> _GIVEN EXERCISE_
Write out every line of the records below word for word, leaving nothing out and changing nothing.

Source records:
____

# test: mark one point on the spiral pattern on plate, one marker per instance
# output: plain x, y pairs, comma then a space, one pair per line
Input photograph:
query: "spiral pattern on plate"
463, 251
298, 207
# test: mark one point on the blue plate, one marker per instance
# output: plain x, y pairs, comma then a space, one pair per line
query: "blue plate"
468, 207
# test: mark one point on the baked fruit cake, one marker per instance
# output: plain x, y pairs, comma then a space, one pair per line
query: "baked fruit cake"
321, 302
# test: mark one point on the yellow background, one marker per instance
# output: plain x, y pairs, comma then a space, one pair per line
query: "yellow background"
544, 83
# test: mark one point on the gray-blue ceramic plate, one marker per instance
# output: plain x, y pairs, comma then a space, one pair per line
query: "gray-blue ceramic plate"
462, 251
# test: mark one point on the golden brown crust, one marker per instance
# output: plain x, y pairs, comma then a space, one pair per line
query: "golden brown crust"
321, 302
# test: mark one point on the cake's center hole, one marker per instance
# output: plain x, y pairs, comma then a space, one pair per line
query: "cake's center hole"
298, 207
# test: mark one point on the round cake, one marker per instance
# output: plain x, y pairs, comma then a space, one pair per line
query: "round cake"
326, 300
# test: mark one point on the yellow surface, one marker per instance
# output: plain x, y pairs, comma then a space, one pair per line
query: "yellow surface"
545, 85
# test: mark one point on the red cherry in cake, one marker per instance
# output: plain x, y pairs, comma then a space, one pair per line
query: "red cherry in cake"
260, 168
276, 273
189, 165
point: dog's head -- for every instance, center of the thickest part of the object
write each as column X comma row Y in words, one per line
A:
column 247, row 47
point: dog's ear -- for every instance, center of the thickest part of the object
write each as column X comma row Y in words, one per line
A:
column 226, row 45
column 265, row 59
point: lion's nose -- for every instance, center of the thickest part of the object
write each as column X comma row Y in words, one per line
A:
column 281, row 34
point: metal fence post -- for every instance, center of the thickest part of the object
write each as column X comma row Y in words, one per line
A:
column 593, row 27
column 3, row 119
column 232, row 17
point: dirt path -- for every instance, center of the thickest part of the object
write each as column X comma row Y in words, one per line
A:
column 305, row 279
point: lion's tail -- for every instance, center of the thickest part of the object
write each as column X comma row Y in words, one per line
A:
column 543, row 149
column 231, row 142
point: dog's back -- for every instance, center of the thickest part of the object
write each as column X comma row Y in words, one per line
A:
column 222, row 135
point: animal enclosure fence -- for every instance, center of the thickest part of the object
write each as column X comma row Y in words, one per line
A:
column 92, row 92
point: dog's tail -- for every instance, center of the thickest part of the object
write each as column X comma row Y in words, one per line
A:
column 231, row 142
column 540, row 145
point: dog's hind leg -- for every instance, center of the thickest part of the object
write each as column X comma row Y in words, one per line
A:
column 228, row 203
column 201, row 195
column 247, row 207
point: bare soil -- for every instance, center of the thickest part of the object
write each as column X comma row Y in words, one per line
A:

____

> _SOLUTION FOR THIS TASK_
# test: mark one point on the spiral pattern on plate, one marker per instance
# output: plain x, y pairs, comma then a space, one pair per line
Input photograph:
query: "spiral pattern on plate"
463, 251
298, 207
# test: mark one point on the blue plate, one marker per instance
# output: plain x, y pairs, comma then a space, one pair per line
query: "blue plate"
468, 207
# test: mark one point on the baked fruit cake, one marker per instance
# output: plain x, y pairs, comma then a space, one pair per line
query: "baked fruit cake"
321, 302
# test: mark one point on the yellow background, one marker per instance
# output: plain x, y pairs, comma then a space, one pair per line
query: "yellow background"
544, 83
# test: mark one point on the gray-blue ceramic plate, one marker per instance
# output: plain x, y pairs, comma then a space, one pair per line
query: "gray-blue ceramic plate"
462, 251
# test: mark one point on the golden brown crust, one marker per instance
# output: plain x, y pairs, comma then a space, one pair per line
query: "golden brown crust"
321, 302
# test: mark one point on the cake's center hole, one marker per instance
# output: plain x, y pairs, comma then a space, one pair per line
query: "cake's center hole"
298, 207
# test: mark one point on the round cake, one marker per instance
# output: plain x, y pairs, comma then a space, one pair per line
query: "round cake"
326, 300
# test: mark one point on the yellow surface, one marker per instance
# output: plain x, y pairs, comma then a space, one pair per line
query: "yellow surface"
545, 85
# test: mark one point on the red cherry in cake, one marker per instance
# output: plain x, y pairs, comma then a space, one pair per line
query: "red cherry in cake"
260, 168
276, 273
189, 165
point: dog's head -- for every instance, center of the thickest part of the object
write each as column X comma row Y in words, one per line
A:
column 247, row 47
point: dog's ear -- for every instance, center of the thickest part of the object
write each as column X comma row Y in words, one per line
A:
column 226, row 45
column 265, row 59
point: lion's nose -- for every instance, center of the thickest part of the object
write each as column X comma row Y in words, one per line
A:
column 281, row 34
point: metal fence post -- for every instance, center of the thickest part of the object
write each as column X comma row Y in words, one per line
A:
column 593, row 27
column 3, row 119
column 232, row 17
point: dirt path -- for every instance, center of the thickest part of the object
write each as column X comma row Y in words, one per line
A:
column 305, row 279
point: lion's tail -- for every instance, center of the thickest part of the object
write each as column X comma row Y in words, one per line
A:
column 543, row 149
column 231, row 142
point: dog's back -- for every instance, center of the thickest part of the object
write each as column X comma row Y in words, one per line
A:
column 222, row 135
point: animal enclosure fence -- for every instance, center of the thickest part of the object
write each as column X comma row Y in words, one per line
A:
column 92, row 92
point: dog's tail -- for every instance, center of the thickest part of the object
write each as column X comma row Y in words, one per line
A:
column 231, row 142
column 540, row 145
point: dog's hind leg -- for every instance, center of the thickest part of the object
write each as column X comma row Y in words, one per line
A:
column 228, row 203
column 201, row 195
column 247, row 207
point: bare soil -- for every instance, center of the thickest part of the object
write each as column X comma row Y in words, one per line
A:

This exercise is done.